Selected excerpt
# # #

In yet other embodiments, a non-transitory computer readable medium has instructions stored thereon, where the instructions, when executed by at least one processor, cause a computing device to perform operations that include receiving user session data for a plurality of users. The operations also include generating, based on the user session data, user engagement data characterizing engagements of one or more corresponding items for each of a plurality of queries. Further, the operations include determining, based on the user session data, a number of examines for each of the one or more corresponding items for each of the plurality of queries. The operations also include normalizing the user engagement data for each of the one or more corresponding items of each of the plurality of queries based on the corresponding number of examines. The operations further include generating ranking data characterizing a ranking of at least a subset of the plurality of items based on the normalized user engagement data. The operations also include training a machine learning model based on the ranking data.

In yet other embodiments, a non-transitory computer readable medium has instructions stored thereon, where the instructions, when executed by at least one processor, cause a computing device to perform operations that include receiving a query for a user. The operations also include applying a trained machine learning model to the query to generate item ranking data characterizing a ranking of items. Further, the operations includes transmitting the ranking of items in response to the received query.

# # #

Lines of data

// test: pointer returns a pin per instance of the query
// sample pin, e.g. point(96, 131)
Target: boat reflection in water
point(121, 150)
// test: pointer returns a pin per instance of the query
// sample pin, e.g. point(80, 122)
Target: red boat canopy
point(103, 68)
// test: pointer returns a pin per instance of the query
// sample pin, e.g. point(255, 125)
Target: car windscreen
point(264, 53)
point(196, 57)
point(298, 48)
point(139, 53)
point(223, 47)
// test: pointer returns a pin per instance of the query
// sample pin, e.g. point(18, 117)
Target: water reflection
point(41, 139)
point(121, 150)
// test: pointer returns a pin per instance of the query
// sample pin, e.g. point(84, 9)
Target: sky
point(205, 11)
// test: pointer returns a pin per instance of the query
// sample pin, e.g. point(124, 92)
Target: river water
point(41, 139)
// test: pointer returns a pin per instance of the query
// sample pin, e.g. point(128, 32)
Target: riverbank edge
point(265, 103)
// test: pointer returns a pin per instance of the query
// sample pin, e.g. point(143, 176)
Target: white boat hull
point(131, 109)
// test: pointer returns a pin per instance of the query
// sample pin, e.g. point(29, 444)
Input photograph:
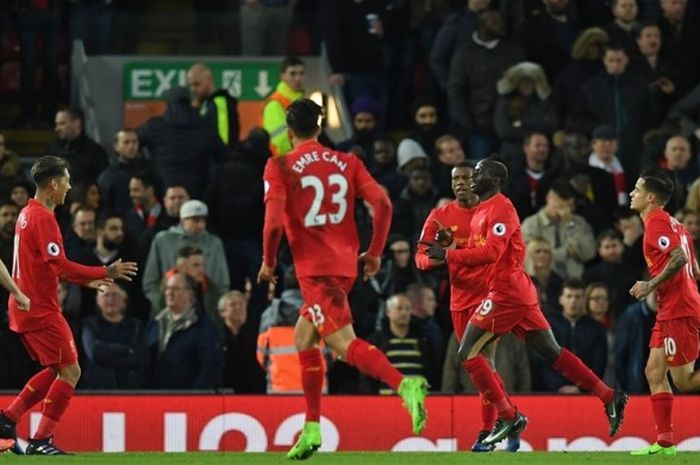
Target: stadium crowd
point(577, 96)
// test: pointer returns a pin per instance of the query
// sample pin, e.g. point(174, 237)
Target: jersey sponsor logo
point(499, 229)
point(53, 249)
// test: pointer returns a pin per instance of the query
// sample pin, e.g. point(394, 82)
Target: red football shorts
point(460, 320)
point(678, 338)
point(501, 318)
point(326, 302)
point(52, 346)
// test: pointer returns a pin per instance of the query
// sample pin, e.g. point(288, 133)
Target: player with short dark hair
point(450, 225)
point(39, 263)
point(511, 305)
point(670, 256)
point(310, 195)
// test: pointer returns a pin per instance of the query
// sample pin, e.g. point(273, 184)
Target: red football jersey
point(39, 261)
point(497, 250)
point(319, 186)
point(678, 297)
point(467, 286)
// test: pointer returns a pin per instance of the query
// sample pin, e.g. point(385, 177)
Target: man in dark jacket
point(114, 181)
point(185, 348)
point(87, 159)
point(218, 107)
point(236, 212)
point(183, 147)
point(471, 88)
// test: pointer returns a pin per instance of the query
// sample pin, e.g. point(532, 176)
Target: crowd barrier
point(180, 423)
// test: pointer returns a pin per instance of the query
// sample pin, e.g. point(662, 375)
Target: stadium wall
point(177, 423)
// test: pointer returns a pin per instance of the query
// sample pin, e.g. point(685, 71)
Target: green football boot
point(308, 443)
point(413, 390)
point(656, 449)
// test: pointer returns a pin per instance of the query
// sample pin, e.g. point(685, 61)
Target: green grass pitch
point(359, 458)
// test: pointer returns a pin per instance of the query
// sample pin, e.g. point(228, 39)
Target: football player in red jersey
point(450, 226)
point(496, 246)
point(668, 250)
point(310, 196)
point(39, 262)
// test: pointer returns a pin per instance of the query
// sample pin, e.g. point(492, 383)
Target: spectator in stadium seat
point(449, 152)
point(512, 364)
point(619, 275)
point(548, 36)
point(189, 260)
point(586, 54)
point(474, 69)
point(632, 344)
point(406, 346)
point(114, 344)
point(192, 230)
point(183, 147)
point(569, 234)
point(87, 159)
point(114, 180)
point(218, 107)
point(538, 264)
point(523, 106)
point(623, 28)
point(414, 203)
point(577, 332)
point(236, 212)
point(365, 127)
point(456, 30)
point(82, 234)
point(622, 100)
point(532, 175)
point(10, 168)
point(241, 372)
point(184, 345)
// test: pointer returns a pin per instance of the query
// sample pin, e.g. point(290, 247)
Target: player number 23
point(313, 217)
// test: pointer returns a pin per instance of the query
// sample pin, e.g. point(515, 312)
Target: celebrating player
point(313, 189)
point(511, 305)
point(467, 286)
point(39, 262)
point(668, 250)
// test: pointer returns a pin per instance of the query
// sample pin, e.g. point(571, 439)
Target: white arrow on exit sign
point(263, 87)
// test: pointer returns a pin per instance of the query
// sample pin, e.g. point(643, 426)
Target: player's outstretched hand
point(641, 289)
point(22, 301)
point(267, 273)
point(100, 284)
point(122, 270)
point(372, 265)
point(444, 235)
point(434, 251)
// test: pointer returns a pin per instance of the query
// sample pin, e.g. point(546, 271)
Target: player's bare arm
point(122, 270)
point(676, 261)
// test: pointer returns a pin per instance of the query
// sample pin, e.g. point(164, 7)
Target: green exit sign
point(149, 80)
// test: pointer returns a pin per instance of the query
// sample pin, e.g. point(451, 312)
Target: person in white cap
point(192, 231)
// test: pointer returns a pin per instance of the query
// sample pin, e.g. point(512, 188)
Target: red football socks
point(485, 381)
point(371, 361)
point(55, 405)
point(34, 391)
point(311, 364)
point(662, 406)
point(488, 414)
point(573, 369)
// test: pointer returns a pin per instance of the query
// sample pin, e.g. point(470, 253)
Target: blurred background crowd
point(577, 96)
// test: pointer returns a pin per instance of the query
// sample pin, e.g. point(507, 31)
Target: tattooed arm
point(677, 260)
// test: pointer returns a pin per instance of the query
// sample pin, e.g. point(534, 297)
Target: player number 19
point(313, 218)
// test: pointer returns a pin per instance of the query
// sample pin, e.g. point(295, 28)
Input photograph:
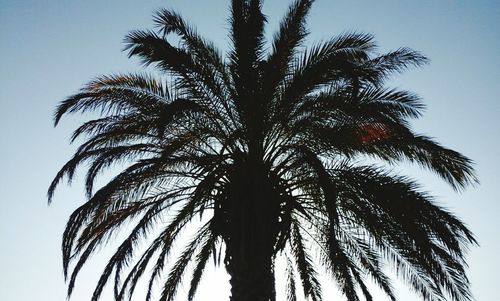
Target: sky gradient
point(49, 49)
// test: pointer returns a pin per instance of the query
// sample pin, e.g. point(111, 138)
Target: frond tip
point(261, 153)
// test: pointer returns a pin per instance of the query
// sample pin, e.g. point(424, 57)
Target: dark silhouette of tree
point(262, 151)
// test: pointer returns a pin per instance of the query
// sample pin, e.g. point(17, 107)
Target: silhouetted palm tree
point(263, 151)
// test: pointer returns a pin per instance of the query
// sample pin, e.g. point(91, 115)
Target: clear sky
point(49, 49)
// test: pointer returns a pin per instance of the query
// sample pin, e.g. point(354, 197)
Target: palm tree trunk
point(252, 223)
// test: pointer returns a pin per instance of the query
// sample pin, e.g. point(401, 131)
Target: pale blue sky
point(48, 49)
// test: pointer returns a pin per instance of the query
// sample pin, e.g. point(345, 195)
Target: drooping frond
point(266, 147)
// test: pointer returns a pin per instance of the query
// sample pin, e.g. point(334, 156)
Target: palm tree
point(261, 153)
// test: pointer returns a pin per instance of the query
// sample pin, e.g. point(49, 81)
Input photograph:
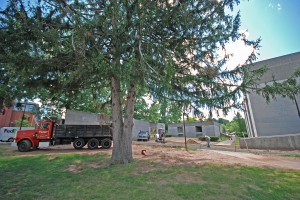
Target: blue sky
point(277, 22)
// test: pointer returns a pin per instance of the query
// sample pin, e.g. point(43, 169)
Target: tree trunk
point(128, 122)
point(117, 129)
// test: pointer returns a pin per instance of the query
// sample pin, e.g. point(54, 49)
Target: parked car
point(143, 136)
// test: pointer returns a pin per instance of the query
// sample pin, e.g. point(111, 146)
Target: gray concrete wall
point(192, 131)
point(280, 116)
point(139, 125)
point(280, 142)
point(281, 67)
point(277, 117)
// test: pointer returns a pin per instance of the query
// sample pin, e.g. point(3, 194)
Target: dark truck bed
point(65, 134)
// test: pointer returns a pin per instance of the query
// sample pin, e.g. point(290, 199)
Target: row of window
point(197, 129)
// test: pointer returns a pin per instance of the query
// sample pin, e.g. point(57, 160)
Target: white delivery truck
point(7, 134)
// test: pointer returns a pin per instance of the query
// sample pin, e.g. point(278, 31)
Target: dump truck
point(93, 136)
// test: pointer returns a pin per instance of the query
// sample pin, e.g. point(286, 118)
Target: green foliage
point(69, 52)
point(238, 124)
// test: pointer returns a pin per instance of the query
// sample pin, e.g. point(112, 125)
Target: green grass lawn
point(75, 176)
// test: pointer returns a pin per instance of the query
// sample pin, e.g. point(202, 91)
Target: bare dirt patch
point(179, 156)
point(170, 156)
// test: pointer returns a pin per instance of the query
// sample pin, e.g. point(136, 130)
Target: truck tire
point(24, 146)
point(93, 143)
point(78, 143)
point(106, 143)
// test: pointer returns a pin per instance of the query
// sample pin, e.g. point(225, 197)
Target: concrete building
point(194, 129)
point(79, 117)
point(279, 117)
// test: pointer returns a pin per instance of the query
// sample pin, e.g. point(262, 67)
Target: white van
point(7, 134)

# # #

Actions to take
1. Copy the passage about ranking items with a machine learning model word for word, in full.
2. Change "sample pin" to "example pin" in the entries, starting at their first line and stopping after the line that contains "point(223, 47)", and leave everything else as it is. Return only those lines.

Responses per task
1.
In yet other embodiments, a non-transitory computer readable medium has instructions stored thereon, where the instructions, when executed by at least one processor, cause a computing device to perform operations that include receiving user session data for a plurality of users. The operations also include generating, based on the user session data, user engagement data characterizing engagements of one or more corresponding items for each of a plurality of queries. Further, the operations include determining, based on the user session data, a number of examines for each of the one or more corresponding items for each of the plurality of queries. The operations also include normalizing the user engagement data for each of the one or more corresponding items of each of the plurality of queries based on the corresponding number of examines. The operations further include generating ranking data characterizing a ranking of at least a subset of the plurality of items based on the normalized user engagement data. The operations also include training a machine learning model based on the ranking data.

In yet other embodiments, a non-transitory computer readable medium has instructions stored thereon, where the instructions, when executed by at least one processor, cause a computing device to perform operations that include receiving a query for a user. The operations also include applying a trained machine learning model to the query to generate item ranking data characterizing a ranking of items. Further, the operations includes transmitting the ranking of items in response to the received query.

2.
// test: pointer returns a pin per instance of the query
// example pin, e.g. point(96, 131)
Target: boat reflection in water
point(121, 150)
// test: pointer returns a pin per instance of the query
// example pin, e.g. point(80, 122)
Target: red boat canopy
point(103, 68)
// test: pointer returns a pin per instance of the query
// example pin, e.g. point(255, 125)
Target: car windscreen
point(264, 53)
point(196, 57)
point(298, 48)
point(139, 53)
point(223, 47)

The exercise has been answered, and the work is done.